Objective:
Starting at the line that contains "of the porch" and continuing through the end of the listing, rewrite those lines with "bmw headlight" swapped for "car headlight" and everything else left as is.

***** Dataset content *****

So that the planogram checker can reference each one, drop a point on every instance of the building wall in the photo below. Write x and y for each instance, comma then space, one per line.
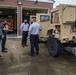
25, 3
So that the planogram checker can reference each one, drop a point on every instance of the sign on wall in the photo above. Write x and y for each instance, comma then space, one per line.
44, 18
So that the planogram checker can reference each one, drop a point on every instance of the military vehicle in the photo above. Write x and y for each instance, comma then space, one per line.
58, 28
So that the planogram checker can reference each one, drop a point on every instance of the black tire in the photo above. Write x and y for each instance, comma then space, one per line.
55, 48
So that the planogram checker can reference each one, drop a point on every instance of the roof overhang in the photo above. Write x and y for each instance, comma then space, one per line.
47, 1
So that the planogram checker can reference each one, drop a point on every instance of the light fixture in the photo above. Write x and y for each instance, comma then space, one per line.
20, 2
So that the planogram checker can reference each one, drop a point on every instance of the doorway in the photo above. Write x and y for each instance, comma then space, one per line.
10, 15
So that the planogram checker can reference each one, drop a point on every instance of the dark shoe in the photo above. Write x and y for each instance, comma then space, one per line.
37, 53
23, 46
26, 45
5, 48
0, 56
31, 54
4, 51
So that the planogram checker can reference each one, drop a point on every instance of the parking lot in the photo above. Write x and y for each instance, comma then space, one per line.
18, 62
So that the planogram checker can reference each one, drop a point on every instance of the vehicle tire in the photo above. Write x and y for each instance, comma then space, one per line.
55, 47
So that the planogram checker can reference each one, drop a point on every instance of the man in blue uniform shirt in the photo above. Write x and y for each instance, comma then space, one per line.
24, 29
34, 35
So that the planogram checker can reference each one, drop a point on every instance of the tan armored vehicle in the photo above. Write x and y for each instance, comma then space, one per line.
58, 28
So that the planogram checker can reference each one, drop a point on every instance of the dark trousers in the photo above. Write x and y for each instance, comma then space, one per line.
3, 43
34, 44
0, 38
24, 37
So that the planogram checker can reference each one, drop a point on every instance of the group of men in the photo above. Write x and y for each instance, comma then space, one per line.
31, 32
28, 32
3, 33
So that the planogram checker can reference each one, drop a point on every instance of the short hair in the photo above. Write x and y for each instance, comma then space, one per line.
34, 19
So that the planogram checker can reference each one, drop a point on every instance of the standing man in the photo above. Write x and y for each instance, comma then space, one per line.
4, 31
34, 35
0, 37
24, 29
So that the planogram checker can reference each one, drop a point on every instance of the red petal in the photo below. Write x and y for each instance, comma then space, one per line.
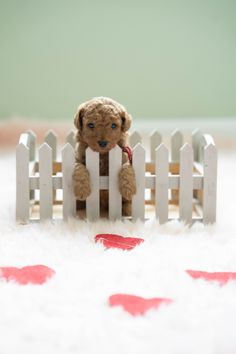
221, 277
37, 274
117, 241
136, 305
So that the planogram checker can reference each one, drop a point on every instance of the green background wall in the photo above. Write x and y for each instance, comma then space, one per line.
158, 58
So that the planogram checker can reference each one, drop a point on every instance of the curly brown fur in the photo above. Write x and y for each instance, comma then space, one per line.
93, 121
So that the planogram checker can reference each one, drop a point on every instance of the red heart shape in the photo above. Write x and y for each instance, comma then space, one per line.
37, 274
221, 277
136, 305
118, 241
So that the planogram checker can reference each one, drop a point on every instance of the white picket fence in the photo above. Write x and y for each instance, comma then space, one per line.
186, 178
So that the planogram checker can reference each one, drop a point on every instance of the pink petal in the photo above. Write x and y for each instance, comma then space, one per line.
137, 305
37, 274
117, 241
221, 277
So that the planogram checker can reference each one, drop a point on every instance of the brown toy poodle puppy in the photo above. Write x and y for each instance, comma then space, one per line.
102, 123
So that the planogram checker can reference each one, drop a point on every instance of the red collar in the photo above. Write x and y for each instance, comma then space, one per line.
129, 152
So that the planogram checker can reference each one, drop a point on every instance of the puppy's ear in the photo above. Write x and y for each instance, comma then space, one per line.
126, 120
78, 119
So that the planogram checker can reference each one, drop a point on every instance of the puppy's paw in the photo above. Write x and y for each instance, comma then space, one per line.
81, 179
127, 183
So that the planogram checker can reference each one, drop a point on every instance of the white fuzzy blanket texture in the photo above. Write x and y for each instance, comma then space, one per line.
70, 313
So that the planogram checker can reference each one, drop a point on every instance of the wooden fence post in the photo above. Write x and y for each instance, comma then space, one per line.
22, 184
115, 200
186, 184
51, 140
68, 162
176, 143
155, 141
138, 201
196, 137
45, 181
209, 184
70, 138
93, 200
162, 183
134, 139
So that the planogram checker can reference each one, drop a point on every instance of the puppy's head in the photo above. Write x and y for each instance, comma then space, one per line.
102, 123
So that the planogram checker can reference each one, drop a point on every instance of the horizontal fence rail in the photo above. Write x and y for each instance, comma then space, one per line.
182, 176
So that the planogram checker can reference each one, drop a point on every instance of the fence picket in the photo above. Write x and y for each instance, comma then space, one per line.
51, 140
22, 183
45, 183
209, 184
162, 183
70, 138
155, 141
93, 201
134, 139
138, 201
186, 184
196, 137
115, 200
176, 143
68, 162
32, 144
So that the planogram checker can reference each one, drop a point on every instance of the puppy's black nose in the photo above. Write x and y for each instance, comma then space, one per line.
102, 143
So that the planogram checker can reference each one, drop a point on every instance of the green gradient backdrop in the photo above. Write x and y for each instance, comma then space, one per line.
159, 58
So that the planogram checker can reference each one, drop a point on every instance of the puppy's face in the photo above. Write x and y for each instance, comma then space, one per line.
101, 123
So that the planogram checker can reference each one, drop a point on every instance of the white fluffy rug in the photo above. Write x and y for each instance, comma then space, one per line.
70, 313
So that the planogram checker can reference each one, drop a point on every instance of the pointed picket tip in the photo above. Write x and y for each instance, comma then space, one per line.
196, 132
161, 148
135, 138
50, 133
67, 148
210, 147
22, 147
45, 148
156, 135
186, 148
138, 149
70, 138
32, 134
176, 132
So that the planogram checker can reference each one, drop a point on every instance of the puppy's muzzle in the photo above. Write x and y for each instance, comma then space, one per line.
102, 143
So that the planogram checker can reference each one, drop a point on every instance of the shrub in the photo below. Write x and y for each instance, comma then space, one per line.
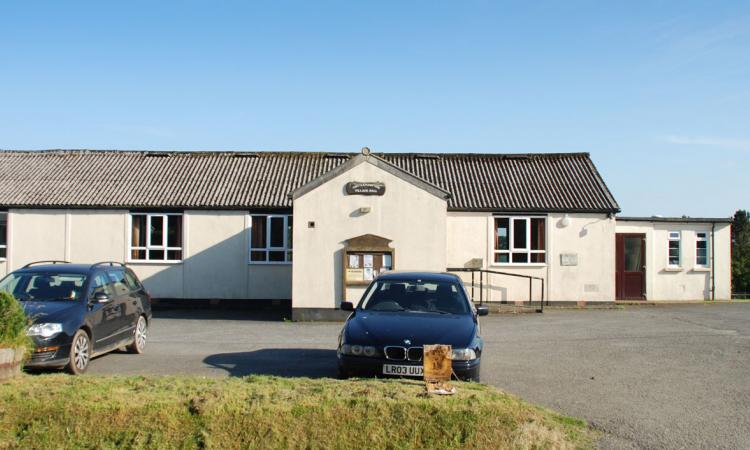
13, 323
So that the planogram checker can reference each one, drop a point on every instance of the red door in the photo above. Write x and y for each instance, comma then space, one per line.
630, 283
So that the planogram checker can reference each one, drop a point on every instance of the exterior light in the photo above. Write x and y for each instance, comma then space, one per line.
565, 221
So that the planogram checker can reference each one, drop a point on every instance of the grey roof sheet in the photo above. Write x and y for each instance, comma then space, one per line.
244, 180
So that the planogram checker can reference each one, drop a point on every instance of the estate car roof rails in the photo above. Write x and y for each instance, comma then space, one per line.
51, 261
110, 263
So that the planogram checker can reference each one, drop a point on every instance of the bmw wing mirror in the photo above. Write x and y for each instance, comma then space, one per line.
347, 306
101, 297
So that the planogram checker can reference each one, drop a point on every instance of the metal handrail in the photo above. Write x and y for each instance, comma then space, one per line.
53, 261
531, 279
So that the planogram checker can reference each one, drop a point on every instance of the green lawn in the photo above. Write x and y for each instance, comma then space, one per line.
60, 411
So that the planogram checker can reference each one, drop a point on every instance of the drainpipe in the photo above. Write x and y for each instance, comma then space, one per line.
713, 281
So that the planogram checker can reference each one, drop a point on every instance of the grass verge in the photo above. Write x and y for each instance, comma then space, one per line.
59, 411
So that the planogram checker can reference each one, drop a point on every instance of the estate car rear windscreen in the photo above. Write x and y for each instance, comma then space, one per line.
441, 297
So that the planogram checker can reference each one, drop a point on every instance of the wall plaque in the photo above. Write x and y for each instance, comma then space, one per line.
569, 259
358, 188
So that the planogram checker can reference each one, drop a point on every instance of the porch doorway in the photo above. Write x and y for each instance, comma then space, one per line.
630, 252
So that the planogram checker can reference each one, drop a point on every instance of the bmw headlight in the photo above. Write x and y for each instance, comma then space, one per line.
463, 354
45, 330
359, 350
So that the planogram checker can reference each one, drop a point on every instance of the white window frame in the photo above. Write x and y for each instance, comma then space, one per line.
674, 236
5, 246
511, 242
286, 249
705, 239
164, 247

*****

Completed exercise:
So that the planogram checker can reference each one, drop a point on every instance of the porch doorway in the photo above. Write x and y for each instance, comma then space, one per line.
630, 252
So that the planogram checker can reference each one, drop a point on every instance of the car headlight in the photo above. Write x and y for each instance, comma then space, one per line.
463, 354
45, 330
359, 350
So that the planogram checker can reference each one, drop a point on every instance of the white window frame in the photo above. Write x and y for each instance, comma then space, one per line.
674, 236
5, 246
511, 242
286, 249
705, 239
164, 247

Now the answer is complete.